*Ausgewählter Text*.
+ + + +

Was ist Nächstenliebe?

Hallo und herzlich willkommen zu den Yoga Vidya täglichen Inspirationen! Ich lese wieder etwas aus dem Buch „Göttliche Erkenntnis“ von Swami Sivananda, aus dem Kapitel „Nächstenliebe“. Im Original verwendet Swami Sivananda den Begriff „charity“ ist. Das heißt übersetzt „Nächstenliebe“, aber auch „Wohltätigkeit“. Was ist also Nächstenliebe und was ist Wohltätigkeit?

„Jede gute Tat ist Nächstenliebe. Dem Durstigen Wasser zu geben, ist Nächstenliebe. Ein ermunterndes Wort an den Verzweifelten zu richten, ist Nächstenliebe. Einem Kranken etwas Medizin zu geben, ist Nächstenliebe. Einen Dorn oder Glassplitter auf der Straße zu beseitigen, ist Nächstenliebe. Freundlichkeit und liebevoll zu sein, ist Nächstenliebe. Ein bisschen Schaden, den man dir zugefügt hat, zu vergessen und zu vergeben, ist auch Nächstenliebe. Jedes freundliche Wort an einen Notleidenden, ist Nächstenliebe. Nächstenliebe und Wohltätigkeit beschränkt sich nicht auf Maßstäbe von Dollars, Rupien oder Schillingen, die man gibt. Oder Euros. Denke gut an leidende Menschen. Bete für ihr Wohl. Das wird mehr Gutes bewirken als viel Geld.“
Ein wichtiger Aspekt des Yoga ist Karmayoga, das uneigennützige Dienen, anderen zu helfen. Es kann so etwas wie eine Grundeinstellung eines Yoga Aspiranten sein, zu sagen, dass man etwas Gutes bewirken will für jeden, mit dem man zu tun hat. Natürlich immer im Rahmen der eigenen Möglichkeiten. Wir sind nicht vollkommen. Wir sind auch nicht allmächtig. Aber jeder hat etwas zu geben, und wir können die Grundeinstellung haben: Möge unser Leben eine positive Kraft für andere sein. Für jeden, mit dem ich zutun habe – wenn es mir irgendwie möglich ist – möchte ich etwas Gutes tun.“

Dies ist ein unglaublich schöner Vorsatz. Jedes Mal, wenn wir ihn in die Tat umsetzen, öffnet sich unser Herz und wir spüren das, was Yoga eigentlich heißt: Einheit und Verbundenheit. Wir spüren Liebe. Und das ist ein schöneres Gefühl, als wenn wir sagen: „Ich habe jetzt soviel geschafft und soviel geleistet und soviel angesammelt und soviel Ansehen erreicht.“ Es ist viel schöner, wenn wir spüren, dass wir einen Menschen eine Spur glücklicher gemacht haben.

+ + + +

*Aufgeführte Daten*.
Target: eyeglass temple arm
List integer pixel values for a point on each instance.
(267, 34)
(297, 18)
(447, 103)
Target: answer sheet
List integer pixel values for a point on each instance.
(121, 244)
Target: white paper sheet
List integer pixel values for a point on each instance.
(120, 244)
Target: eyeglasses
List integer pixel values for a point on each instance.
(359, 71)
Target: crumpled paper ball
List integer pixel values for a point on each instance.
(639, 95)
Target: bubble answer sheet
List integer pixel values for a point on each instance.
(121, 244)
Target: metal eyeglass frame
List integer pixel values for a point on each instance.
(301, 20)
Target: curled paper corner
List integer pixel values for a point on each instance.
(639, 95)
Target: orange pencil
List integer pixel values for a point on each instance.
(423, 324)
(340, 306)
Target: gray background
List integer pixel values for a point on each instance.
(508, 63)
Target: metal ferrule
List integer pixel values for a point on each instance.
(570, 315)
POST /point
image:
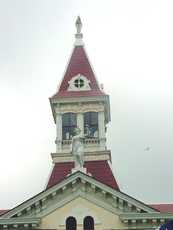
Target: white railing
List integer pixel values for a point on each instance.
(87, 141)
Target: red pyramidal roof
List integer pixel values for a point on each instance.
(79, 64)
(99, 170)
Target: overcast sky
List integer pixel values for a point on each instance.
(130, 45)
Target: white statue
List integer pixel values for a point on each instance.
(78, 148)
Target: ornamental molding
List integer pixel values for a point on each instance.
(79, 108)
(79, 83)
(74, 186)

+ + + +

*Aufgabenliste*.
A. Fasse den Text über Nächstenliebe in zwei Sätzen zusammen.
B. Was ist Karmayoga laut dem Text über Nächstenliebe?
C. Gib einen Abschnitt aus dem Text über Nächstenliebe wortgetreu wieder, beginnend bei „Hallo und herzlich“ und endend bei „was ist Wohltätigkeit?“.

*Lösungen*.
A. Nach Swami Sivananda ist jede gute Tat Nächstenliebe, etwa dem Durstigen Wasser zu geben, den Verzweifelten zu ermuntern oder erlittenen Schaden zu vergeben, und sie beschränkt sich nicht auf gegebenes Geld. Karmayoga, das uneigennützige Dienen, ist ein wichtiger Aspekt des Yoga, und wer Gutes tut, spürt Einheit, Verbundenheit und Liebe.

B. Karmayoga ist das uneigennützige Dienen, also anderen zu helfen.

C.
Hallo und herzlich willkommen zu den Yoga Vidya täglichen Inspirationen! Ich lese wieder etwas aus dem Buch „Göttliche Erkenntnis“ von Swami Sivananda, aus dem Kapitel „Nächstenliebe“. Im Original verwendet Swami Sivananda den Begriff „charity“ ist. Das heißt übersetzt „Nächstenliebe“, aber auch „Wohltätigkeit“. Was ist also Nächstenliebe und was ist Wohltätigkeit?